Шатов — Дарья Павловна
Лебядкин — Хромоножка
(брат — сестра)

Ставрогин — Лизавета Николаевна — Маврикий Николаевич Лебядкин
Ставрогин — Марья Игнатьевна — Шатов
(первая пара — любовники, вторая пара — муж и жена,
как состоявшиеся, так и не состоявшиеся)

Ставрогин — Хромоножка
Ставрогин — Дарья Павловна
(отношения платонической любви)

Описанный процесс с неизбежностью породил «случайность» персонажей. Исходные образы расщепляются, поскольку один персонаж не в состоянии выполнить все сюжетные функции, и от этого свойства (идеологические, социальные, психологические) распределяются между персонажами, при этом остаются и маловероятные (с точки зрения нормы) наборы свойств — то, что традиционно именуется «обратными общими местами». Главное, что характеры персонажей определяются не одним лишь окончательным текстом, но всей длинной «родословной», начало берущей именно в подготовительных материалах.

В «Зависти» Учитель «вырастает в красоте <…> кончает идеалом красоты» (11, 60), в то время как Князь олицетворяет противоположный нравственный полюс, «ненавидит Учителя» (11, 60), бьет его по лицу.

Нетрудно увидеть знакомые по тексту романа «Бесы» сюжетные положения. Однако сравнение показывает, что они не просто «перевернуты» (в романе Шатов бьет Ставрогина по лицу), а перераспределены, в результате чего в характере Ставрогина соединены в противоречивую комбинацию и плотская любовь (в двух вариантах — с Лизой и Марьей Шатовой), и «христианская» (11, 208), причем тоже в двух вариантах: церковный брак с женой-девушкой Марьей Тимофеевной и отношения с Дарьей Павловной.

Особенного внимания заслуживает реакция Ставрогина на удар кулаком, неожиданно нанесенный Шатовым. Эта реакция — классический пример «обратного общего места». Хроникер даже специально подчеркнул в своем рассказе, что Ставрогин в силу особенностей своей натуры должен был убить Шатова (10, 164). Однако вместо этого Ставрогин «схватил Шатова обеими руками за плечи; но тотчас же, в тот же почти миг, отдернул свои обе руки назад и скрестил их у себя за спиной» (10, 166).

Странная реакция Ставрогина в окончательном тексте романа остается необъясненной. Объяснение дают подготовительные материалы, в которых, наоборот, Князь дает Шатову пощечину (причина та же, что и в дефинитивном тексте: связь с Воспитанницей), а Шатов ее сносит. Перевертыш психологических характеристик Шатова и Князя приводит к тому, что в дефинитивном тексте романа бьет Ставрогина Шатов, причем Достоевский комбинирует этот перевертыш с кротким характером получившего пощечину персонажа, сформировавшимся еще в подготовительных матриалах. Но то, что было логично для характера Шатова, пропагандиста личности Христа, или для Князя, который «снес пощечину», потому что являлся лицом романическим и загадочным, новым человеком «безмерной высоты» (см. 11, 131), заменяющим Голубова (11, 136), то совершенно алогично и парадоксально для характера Ставрогина.

· · ·

• [Задания и упражнения]
[1] Кто, согласно отрывку о романе «Бесы», дает Шатову пощечину в подготовительных материалах?
[2] Перепишите дословно часть отрывка о романе «Бесы», начиная со слов «Шатов — Дарья Павловна» и заканчивая словами «состоявшиеся, так и не состоявшиеся)».

• [Предоставленные данные]
· · ·

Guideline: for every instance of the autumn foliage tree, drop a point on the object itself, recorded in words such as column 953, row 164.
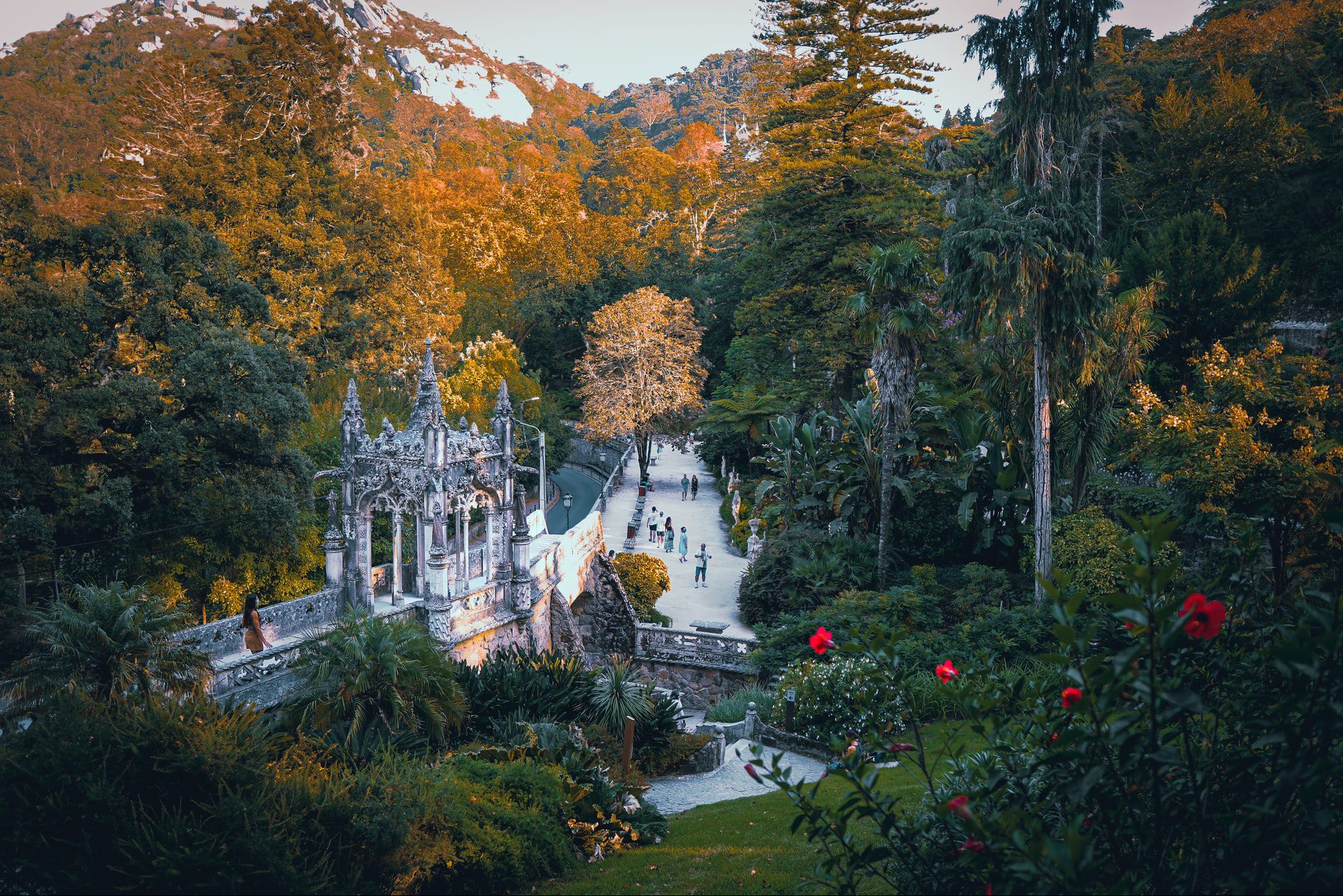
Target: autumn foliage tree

· · ·

• [Итоговые результаты]
[1] Князь.

[2]
Шатов — Дарья Павловна
Лебядкин — Хромоножка
(брат — сестра)

Ставрогин — Лизавета Николаевна — Маврикий Николаевич Лебядкин
Ставрогин — Марья Игнатьевна — Шатов
(первая пара — любовники, вторая пара — муж и жена,
как состоявшиеся, так и не состоявшиеся)